**Passage for review:**

============

The volatility dimension of the Volatile, Uncertain, Complex and Ambiguous (VUCA) world promises frequent, rapid and significant change.
And, as well as being unexpected, it brings a level of instability for an indeterminate amount of time. The Covid-19 pandemic is a prime example of this.
However, even without Covid-19, volatility can come in the form of customer demand that changes “on a dime”.
Where, in the pre-internet age, stores could determine when and how people could go shopping (controlling demand and access), online consumption means that demand can come from anywhere, anytime. This type of volatility has led to the need for network capacity and storage to be available on demand.
Volatility can also affect organizations’ reputation, for example when companies attract attention on social media and go viral for the wrong reasons.
How does volatility affect senior leadership decisions?
If an organization can’t meet demand it can be disastrous – both for short term customer experience and medium to long-term reputation.

============

**Material provided:**
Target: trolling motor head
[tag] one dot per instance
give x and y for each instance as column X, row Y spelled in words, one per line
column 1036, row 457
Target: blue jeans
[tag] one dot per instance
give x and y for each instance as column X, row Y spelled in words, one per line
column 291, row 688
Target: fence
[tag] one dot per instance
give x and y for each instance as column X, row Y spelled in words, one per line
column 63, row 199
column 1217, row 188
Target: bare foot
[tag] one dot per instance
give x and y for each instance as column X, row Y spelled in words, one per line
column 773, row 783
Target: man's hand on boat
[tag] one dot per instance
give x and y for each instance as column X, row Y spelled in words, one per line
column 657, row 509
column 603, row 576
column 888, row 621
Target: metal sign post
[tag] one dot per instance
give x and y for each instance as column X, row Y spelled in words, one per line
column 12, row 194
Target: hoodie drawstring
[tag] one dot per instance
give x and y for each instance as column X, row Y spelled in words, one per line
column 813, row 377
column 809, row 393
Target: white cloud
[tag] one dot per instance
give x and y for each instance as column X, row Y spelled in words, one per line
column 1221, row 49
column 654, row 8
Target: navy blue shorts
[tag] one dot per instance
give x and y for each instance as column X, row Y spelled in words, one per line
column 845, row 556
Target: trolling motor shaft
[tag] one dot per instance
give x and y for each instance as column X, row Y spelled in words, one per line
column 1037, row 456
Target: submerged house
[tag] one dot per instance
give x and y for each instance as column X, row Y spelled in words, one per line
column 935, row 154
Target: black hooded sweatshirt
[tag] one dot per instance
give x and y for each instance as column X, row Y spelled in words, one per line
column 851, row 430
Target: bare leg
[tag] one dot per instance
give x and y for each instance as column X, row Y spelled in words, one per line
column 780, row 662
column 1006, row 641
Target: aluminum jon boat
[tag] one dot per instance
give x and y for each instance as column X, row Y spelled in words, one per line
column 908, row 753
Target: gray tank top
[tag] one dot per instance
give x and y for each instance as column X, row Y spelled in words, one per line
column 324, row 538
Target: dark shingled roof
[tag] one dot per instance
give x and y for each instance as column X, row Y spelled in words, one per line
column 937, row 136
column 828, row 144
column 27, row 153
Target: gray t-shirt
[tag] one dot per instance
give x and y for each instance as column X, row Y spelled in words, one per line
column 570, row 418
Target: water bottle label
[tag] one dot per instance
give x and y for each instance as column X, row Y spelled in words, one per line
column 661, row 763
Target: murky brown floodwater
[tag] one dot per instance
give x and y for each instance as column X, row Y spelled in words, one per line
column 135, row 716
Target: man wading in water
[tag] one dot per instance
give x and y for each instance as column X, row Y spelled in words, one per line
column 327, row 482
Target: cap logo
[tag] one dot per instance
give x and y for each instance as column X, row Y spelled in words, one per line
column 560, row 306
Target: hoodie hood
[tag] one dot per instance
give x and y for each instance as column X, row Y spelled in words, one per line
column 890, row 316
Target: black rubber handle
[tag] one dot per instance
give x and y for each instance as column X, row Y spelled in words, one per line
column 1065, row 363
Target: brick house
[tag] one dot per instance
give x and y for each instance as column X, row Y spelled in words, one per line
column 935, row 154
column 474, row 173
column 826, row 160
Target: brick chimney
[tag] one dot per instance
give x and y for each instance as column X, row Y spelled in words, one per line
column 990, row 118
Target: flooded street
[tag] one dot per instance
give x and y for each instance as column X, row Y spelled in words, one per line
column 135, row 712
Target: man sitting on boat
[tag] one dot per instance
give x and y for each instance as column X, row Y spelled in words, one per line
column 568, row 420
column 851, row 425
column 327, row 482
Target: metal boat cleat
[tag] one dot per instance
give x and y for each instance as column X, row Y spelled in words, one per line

============

**Problem to solve:** Retype the passage on volatility from "Where, in the" up to and including "senior leadership decisions?".

**Response:**
Where, in the pre-internet age, stores could determine when and how people could go shopping (controlling demand and access), online consumption means that demand can come from anywhere, anytime. This type of volatility has led to the need for network capacity and storage to be available on demand.
Volatility can also affect organizations’ reputation, for example when companies attract attention on social media and go viral for the wrong reasons.
How does volatility affect senior leadership decisions?